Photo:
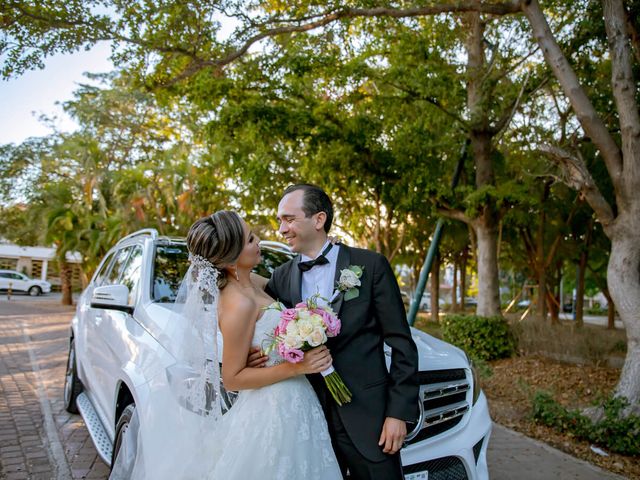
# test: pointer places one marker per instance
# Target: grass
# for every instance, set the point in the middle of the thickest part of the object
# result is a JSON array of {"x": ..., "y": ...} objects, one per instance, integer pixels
[{"x": 591, "y": 344}]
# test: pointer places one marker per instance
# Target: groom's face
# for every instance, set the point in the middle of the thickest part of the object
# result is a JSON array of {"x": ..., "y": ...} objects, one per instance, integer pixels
[{"x": 300, "y": 232}]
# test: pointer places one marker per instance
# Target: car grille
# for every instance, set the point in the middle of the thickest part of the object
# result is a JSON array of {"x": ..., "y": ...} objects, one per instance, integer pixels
[
  {"x": 445, "y": 468},
  {"x": 443, "y": 394}
]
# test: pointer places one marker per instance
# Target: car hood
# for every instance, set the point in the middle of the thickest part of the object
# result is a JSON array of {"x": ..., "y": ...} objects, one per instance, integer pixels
[{"x": 434, "y": 354}]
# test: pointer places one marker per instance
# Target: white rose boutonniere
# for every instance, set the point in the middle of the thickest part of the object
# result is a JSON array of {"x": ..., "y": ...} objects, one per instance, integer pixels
[{"x": 349, "y": 281}]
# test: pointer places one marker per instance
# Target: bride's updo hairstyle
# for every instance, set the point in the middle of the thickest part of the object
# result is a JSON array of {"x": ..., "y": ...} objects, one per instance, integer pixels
[{"x": 219, "y": 238}]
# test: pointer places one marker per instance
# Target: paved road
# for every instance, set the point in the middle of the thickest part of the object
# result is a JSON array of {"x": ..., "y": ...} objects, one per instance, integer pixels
[{"x": 39, "y": 440}]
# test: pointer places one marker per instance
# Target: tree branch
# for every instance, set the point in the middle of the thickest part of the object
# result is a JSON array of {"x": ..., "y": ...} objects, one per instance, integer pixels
[
  {"x": 586, "y": 113},
  {"x": 577, "y": 176},
  {"x": 454, "y": 214}
]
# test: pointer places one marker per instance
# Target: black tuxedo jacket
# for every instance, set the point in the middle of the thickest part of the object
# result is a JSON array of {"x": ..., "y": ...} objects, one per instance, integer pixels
[{"x": 375, "y": 317}]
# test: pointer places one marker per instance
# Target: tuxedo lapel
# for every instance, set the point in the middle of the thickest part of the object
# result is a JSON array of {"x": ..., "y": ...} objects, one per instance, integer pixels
[
  {"x": 343, "y": 262},
  {"x": 295, "y": 282}
]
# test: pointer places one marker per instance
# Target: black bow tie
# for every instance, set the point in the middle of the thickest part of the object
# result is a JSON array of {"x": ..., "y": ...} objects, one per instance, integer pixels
[{"x": 320, "y": 260}]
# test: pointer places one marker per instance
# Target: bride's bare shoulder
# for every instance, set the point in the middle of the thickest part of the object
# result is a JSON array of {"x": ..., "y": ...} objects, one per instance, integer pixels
[{"x": 234, "y": 303}]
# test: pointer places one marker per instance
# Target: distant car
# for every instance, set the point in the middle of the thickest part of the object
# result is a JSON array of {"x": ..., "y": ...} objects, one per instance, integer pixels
[
  {"x": 120, "y": 353},
  {"x": 19, "y": 282}
]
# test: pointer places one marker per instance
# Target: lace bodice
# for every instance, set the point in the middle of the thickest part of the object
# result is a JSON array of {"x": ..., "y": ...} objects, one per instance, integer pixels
[{"x": 264, "y": 328}]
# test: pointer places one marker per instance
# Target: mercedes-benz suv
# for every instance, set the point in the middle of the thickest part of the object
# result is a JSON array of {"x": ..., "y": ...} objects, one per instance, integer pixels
[{"x": 118, "y": 359}]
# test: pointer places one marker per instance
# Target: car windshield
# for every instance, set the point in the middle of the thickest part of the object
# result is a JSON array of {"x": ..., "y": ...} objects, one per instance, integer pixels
[{"x": 172, "y": 261}]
════
Retype all of the material above precisely as it reads. Pictures are not part of the copy.

Solution to the exercise:
Photo:
# test: pointer places one marker per instance
# Target: grass
# for every instance, set the point in the middle of the thickest part of the object
# result is a JSON array of {"x": ..., "y": ...} objects, one per instance, integer pixels
[{"x": 591, "y": 344}]
# test: pointer places one marker per instance
# Target: groom's face
# for every instance, set the point in the middle of the thickest part of the object
# result is a JSON array of {"x": ..., "y": ...} objects, one per instance, integer pixels
[{"x": 300, "y": 232}]
# test: pointer places one marker per instance
# Target: car grille
# for every instance, set the point in the middle of the thickest part of the object
# result is a JSON array of {"x": ..., "y": ...} objects, one per instance, integer pixels
[
  {"x": 445, "y": 468},
  {"x": 443, "y": 394}
]
# test: pointer places one marker per instance
# Target: car hood
# for every instance, set the point in the middle of the thickest part of the object
# result is a JSON array of {"x": ..., "y": ...} objects, one per instance, integer pixels
[{"x": 434, "y": 354}]
# test: pointer places one marker per instance
# Target: white rose boutonniere
# for every instance, set the point in the middle of the thickest part of the object
# result is a JSON array of {"x": ..., "y": ...} objects, one per instance, integer pixels
[{"x": 349, "y": 281}]
# test: pointer places one marker per instance
# Target: bride's updo hairstyle
# for every instance, set the point in the middle of the thickest part of the object
# result is a JSON array of {"x": ..., "y": ...} objects, one per instance, integer pixels
[{"x": 219, "y": 238}]
# test: pointer places one marker per instance
# Target: paved road
# for every instance, set the point in the middle of the thickest part of the object
# result is a JSON array of {"x": ..., "y": ...} objects, one per instance, integer pixels
[{"x": 39, "y": 440}]
# test: pointer places one marker per instance
# Target: tree branch
# for every instance, set the point in the middle of the thickest part of the object
# result is a JSON array of {"x": ..., "y": ...} objects, one per instance, integer pixels
[
  {"x": 586, "y": 113},
  {"x": 577, "y": 176},
  {"x": 454, "y": 214}
]
# test: pointer places one marker per instance
# Target: black tuxedo jacket
# for every instance, set the point in the middle of the thickest part of the object
# result is a JSON array of {"x": ..., "y": ...} objects, one per instance, integer pixels
[{"x": 375, "y": 317}]
# test: pointer places one marker per instance
# Target: tuxedo lapel
# for every instance, set the point in the middle of the thickest part of the object
# result is a JSON array of {"x": ..., "y": ...} objects, one per instance, integer pixels
[
  {"x": 343, "y": 262},
  {"x": 295, "y": 282}
]
# test: pointer places one marker per instance
# Target: black bow tie
# for every instance, set the point in the middle of the thickest part of the object
# result is a JSON array of {"x": ..., "y": ...} objects, one per instance, integer pixels
[{"x": 320, "y": 260}]
# test: pointer places one marker per instance
# Target: bride's bare shoulder
# for every instance, set the point in the middle of the thickest part of the object
# result is a JSON array of {"x": ..., "y": ...} objects, one per instance, integer pixels
[{"x": 234, "y": 303}]
# test: pointer places one marker per instance
# Target: distant car
# for every instance, set the point in the middle of the thickest part of the object
# result is a JSON array of {"x": ..., "y": ...} objects, one per instance, integer pixels
[
  {"x": 120, "y": 353},
  {"x": 19, "y": 282}
]
# test: pointer places one marker per instance
# Target: lace bodice
# for every instance, set the point in the middle of the thickest part of the object
# result is a JSON array of {"x": ..., "y": ...} objects, one per instance, integer pixels
[{"x": 264, "y": 328}]
# test: pointer places one marker per instance
# Target: mercedes-benz suv
# for every instance, set the point in the middle of the thickest part of the object
# result is a JSON array of {"x": ..., "y": ...} objects, one per instance, integer pixels
[{"x": 118, "y": 359}]
# test: pointer places one marker per instance
# Target: car windshield
# for every instance, set the point in the middle of the thickest part of the object
# result is a JSON array of {"x": ..., "y": ...} objects, one per instance, integer pixels
[{"x": 172, "y": 261}]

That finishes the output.